● Task brief: For the string "stem", search the entries below and copy every line where it appears.

● Record set:
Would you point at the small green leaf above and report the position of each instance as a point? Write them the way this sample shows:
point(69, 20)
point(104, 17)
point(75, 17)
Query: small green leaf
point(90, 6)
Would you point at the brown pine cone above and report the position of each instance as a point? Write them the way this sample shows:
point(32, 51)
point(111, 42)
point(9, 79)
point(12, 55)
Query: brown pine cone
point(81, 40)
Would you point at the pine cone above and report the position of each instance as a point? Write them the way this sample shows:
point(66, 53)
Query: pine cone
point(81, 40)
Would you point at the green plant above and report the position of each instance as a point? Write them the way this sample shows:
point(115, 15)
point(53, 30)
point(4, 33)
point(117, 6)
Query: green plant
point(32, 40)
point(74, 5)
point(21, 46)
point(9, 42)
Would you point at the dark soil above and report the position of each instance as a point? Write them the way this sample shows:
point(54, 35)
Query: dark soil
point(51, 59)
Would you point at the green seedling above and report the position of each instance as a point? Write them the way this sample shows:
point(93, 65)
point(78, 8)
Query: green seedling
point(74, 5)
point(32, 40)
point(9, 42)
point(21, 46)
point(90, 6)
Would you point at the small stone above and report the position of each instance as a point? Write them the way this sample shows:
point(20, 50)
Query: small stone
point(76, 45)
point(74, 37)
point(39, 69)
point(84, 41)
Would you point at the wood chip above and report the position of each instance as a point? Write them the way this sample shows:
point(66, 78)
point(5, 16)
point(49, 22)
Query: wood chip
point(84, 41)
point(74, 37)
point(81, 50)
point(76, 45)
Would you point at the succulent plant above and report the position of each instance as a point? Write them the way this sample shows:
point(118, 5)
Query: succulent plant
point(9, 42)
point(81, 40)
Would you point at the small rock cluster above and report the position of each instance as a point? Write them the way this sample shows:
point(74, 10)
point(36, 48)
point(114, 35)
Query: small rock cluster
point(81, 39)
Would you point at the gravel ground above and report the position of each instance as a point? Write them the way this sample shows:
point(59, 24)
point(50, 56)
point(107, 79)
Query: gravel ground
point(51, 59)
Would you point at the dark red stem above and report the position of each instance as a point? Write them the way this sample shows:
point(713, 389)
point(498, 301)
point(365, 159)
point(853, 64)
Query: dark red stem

● Response:
Would you point at the dark red stem above and report the position of each instance as a point? Write them the way this sample shows:
Query: dark red stem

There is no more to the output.